▶ _Written problem_
Please write out every line of the material below, keeping each one unchanged and in the same order.
====
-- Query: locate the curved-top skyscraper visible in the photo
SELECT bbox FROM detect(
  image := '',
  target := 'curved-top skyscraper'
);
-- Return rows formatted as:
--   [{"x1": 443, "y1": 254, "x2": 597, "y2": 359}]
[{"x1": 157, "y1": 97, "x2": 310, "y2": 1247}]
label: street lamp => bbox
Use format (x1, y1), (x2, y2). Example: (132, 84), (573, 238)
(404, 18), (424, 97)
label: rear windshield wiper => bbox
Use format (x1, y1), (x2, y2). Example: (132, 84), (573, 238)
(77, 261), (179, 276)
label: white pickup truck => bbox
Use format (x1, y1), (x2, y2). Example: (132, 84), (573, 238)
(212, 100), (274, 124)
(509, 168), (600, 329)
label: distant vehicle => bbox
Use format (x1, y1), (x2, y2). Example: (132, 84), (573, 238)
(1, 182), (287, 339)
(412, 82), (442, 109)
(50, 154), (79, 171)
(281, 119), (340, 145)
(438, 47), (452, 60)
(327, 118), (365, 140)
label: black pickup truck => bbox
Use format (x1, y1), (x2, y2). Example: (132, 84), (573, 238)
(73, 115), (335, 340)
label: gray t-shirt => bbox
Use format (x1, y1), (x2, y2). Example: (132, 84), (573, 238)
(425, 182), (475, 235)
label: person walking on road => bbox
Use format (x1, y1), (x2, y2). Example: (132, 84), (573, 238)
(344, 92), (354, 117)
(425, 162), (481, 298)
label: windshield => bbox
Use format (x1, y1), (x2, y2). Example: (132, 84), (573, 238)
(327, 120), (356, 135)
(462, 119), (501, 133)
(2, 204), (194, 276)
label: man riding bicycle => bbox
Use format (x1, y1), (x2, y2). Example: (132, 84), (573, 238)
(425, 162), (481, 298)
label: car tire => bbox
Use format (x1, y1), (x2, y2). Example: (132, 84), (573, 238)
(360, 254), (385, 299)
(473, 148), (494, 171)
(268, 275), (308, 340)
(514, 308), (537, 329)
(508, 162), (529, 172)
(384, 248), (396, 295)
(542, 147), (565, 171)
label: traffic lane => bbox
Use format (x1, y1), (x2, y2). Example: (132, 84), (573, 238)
====
▶ _The solution_
-- Query: locate the curved-top skyscraper visible in the photo
SELECT bbox FROM detect(
  image := '',
  target := 'curved-top skyscraper'
);
-- Return rows formatted as:
--   [{"x1": 443, "y1": 254, "x2": 597, "y2": 359}]
[{"x1": 157, "y1": 97, "x2": 310, "y2": 1247}]
label: street lamp => bbox
Use format (x1, y1), (x2, y2). Example: (132, 84), (573, 238)
(404, 18), (424, 97)
label: rear windshield wiper => bbox
Use format (x1, y1), (x2, y2). Example: (132, 84), (573, 238)
(77, 261), (179, 276)
label: white pickup truck => bbox
Use format (x1, y1), (x2, y2). Example: (132, 84), (573, 238)
(212, 100), (274, 124)
(509, 168), (600, 329)
label: distant vehicle => bbox
Use format (x1, y1), (x2, y2). Example: (132, 84), (573, 238)
(1, 182), (287, 339)
(412, 82), (442, 109)
(50, 154), (79, 171)
(281, 119), (340, 145)
(438, 47), (452, 60)
(327, 118), (365, 140)
label: black pickup truck => bbox
Use format (x1, y1), (x2, y2). Example: (132, 84), (573, 238)
(73, 115), (335, 340)
label: gray t-shirt => bbox
Use format (x1, y1), (x2, y2). Example: (132, 84), (573, 238)
(425, 182), (475, 235)
label: person walking on road => bbox
Use format (x1, y1), (x2, y2). Example: (132, 84), (573, 238)
(344, 92), (354, 117)
(425, 162), (481, 298)
label: windshield => bbox
Use format (x1, y1), (x2, y2). Example: (132, 84), (573, 238)
(327, 120), (356, 135)
(462, 119), (501, 133)
(2, 204), (194, 276)
label: man riding bicycle => bbox
Use format (x1, y1), (x2, y2). Example: (132, 84), (573, 238)
(425, 162), (481, 298)
label: car tire => bbox
Use format (x1, y1), (x2, y2). Example: (132, 84), (573, 238)
(360, 254), (385, 299)
(473, 148), (494, 171)
(268, 275), (308, 340)
(514, 308), (537, 329)
(508, 162), (529, 172)
(384, 248), (396, 295)
(542, 147), (565, 171)
label: traffic lane => bbox
Use format (x1, y1), (x2, y2). Example: (132, 84), (573, 238)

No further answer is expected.